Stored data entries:
•••

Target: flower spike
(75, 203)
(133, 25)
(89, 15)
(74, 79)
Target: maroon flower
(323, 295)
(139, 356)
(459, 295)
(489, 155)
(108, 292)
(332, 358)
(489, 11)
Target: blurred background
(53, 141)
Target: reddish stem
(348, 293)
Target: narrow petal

•••

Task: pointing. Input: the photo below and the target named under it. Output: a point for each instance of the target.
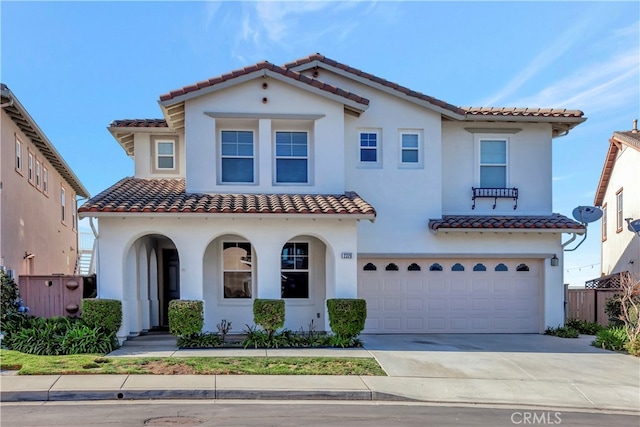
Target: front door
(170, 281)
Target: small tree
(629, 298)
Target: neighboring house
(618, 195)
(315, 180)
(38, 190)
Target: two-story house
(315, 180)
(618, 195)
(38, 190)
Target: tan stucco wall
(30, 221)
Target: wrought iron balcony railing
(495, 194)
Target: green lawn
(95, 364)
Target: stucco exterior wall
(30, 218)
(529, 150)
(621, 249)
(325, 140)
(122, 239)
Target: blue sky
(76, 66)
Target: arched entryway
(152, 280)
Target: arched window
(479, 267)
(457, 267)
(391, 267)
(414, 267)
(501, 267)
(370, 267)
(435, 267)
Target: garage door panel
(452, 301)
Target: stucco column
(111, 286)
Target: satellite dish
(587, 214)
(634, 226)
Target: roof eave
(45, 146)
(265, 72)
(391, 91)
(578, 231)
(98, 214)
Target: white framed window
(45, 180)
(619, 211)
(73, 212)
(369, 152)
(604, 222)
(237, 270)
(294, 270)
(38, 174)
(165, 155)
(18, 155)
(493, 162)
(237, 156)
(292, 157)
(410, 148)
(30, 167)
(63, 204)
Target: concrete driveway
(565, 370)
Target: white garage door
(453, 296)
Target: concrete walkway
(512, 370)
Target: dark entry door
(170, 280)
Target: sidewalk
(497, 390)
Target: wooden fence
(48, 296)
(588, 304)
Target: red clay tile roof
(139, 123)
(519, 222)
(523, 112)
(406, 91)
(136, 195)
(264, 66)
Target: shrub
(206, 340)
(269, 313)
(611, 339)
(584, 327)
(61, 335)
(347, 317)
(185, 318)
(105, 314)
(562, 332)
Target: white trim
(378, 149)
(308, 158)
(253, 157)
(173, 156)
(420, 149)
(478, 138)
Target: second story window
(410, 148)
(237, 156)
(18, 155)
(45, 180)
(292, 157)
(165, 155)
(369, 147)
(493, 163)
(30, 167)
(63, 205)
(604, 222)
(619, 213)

•••

## GOAL OF THE EXERCISE
Repeat the entries above verbatim, but only from the line that has "Target: flower spike" down to the line that has "Target: narrow petal", inclusive.

## ANSWER
Target: flower spike
(75, 203)
(133, 25)
(89, 15)
(74, 79)
Target: maroon flower
(323, 295)
(139, 356)
(459, 295)
(489, 155)
(108, 292)
(332, 358)
(489, 11)
Target: blurred background
(53, 141)
Target: reddish stem
(348, 293)
Target: narrow petal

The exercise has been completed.